_EXERCISE DIRECTIONS_: Reproduce the material, starting at its beginning and ending at the line containing "566,465,611,522", with every "object.detect" swapped for "object.locate" and nothing else changed.

** BEGIN SUPPLIED INFORMATION **

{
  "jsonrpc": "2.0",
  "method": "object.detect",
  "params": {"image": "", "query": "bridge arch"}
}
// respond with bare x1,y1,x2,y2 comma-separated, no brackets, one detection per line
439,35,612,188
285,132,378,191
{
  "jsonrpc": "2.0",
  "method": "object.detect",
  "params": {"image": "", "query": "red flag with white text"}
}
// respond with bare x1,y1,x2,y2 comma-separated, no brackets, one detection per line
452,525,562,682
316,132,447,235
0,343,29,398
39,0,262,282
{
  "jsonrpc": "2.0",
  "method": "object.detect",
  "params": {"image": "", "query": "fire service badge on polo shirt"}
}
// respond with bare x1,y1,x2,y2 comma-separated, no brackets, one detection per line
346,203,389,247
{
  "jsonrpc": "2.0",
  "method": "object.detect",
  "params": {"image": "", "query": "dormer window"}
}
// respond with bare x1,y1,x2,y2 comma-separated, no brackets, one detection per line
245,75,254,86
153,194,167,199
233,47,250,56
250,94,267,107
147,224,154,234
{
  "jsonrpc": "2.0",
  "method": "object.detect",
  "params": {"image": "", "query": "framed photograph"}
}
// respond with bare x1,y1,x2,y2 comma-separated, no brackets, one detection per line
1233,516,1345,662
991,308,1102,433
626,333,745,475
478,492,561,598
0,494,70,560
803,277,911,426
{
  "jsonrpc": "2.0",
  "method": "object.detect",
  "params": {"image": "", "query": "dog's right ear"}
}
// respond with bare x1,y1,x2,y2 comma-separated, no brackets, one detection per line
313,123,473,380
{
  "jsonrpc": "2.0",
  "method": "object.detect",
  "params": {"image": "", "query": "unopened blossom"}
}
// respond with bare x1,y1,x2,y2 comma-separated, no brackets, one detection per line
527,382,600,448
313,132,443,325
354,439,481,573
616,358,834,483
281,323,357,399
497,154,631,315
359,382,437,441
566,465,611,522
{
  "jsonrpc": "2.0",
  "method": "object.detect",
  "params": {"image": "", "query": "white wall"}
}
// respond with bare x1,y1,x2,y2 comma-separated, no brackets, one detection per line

** END SUPPLIED INFORMATION **

_TASK OUTPUT_:
{
  "jsonrpc": "2.0",
  "method": "object.locate",
  "params": {"image": "", "query": "bridge arch"}
}
// respond with bare x1,y1,x2,y2 comma-separated, no brackets, one detection per line
439,35,612,188
285,132,378,191
{
  "jsonrpc": "2.0",
  "method": "object.locate",
  "params": {"image": "", "query": "red flag with white text"}
}
// respond with bare x1,y1,x2,y2 comma-separated, no brackets, one detection per line
452,525,562,682
316,132,447,235
0,343,29,398
39,0,262,282
{
  "jsonrpc": "2.0",
  "method": "object.locate",
  "params": {"image": "", "query": "fire service badge on polo shirt"}
}
// respond with bare x1,y1,x2,y2 comma-separated, no brackets, one detection per line
346,203,389,247
{
  "jsonrpc": "2.0",
  "method": "object.locate",
  "params": {"image": "", "query": "dormer window"}
}
// respond with bare x1,y1,x2,y2 comma-separated, no brackets, one detection per line
245,75,254,86
153,194,167,199
233,47,250,56
250,94,267,107
147,224,154,234
{
  "jsonrpc": "2.0",
  "method": "object.locate",
  "params": {"image": "", "query": "framed photograph"}
}
// respond with bare x1,y1,x2,y2 comma-separated, no brackets, one detection per line
1233,516,1345,662
991,308,1102,433
626,333,745,475
478,492,561,598
0,494,70,560
803,277,911,426
{
  "jsonrpc": "2.0",
  "method": "object.locate",
  "params": {"image": "", "query": "dog's right ear"}
}
// respond with bare x1,y1,x2,y2 comma-separated, no brackets, one detection per line
313,123,473,380
{
  "jsonrpc": "2.0",
  "method": "object.locate",
  "params": {"image": "", "query": "unopened blossom"}
}
// respond with bare x1,y1,x2,y2 comma-separated, no brackets, one detection per line
527,382,600,448
313,132,443,325
354,439,481,573
616,358,834,483
281,323,357,399
497,154,631,315
359,382,437,441
566,465,611,522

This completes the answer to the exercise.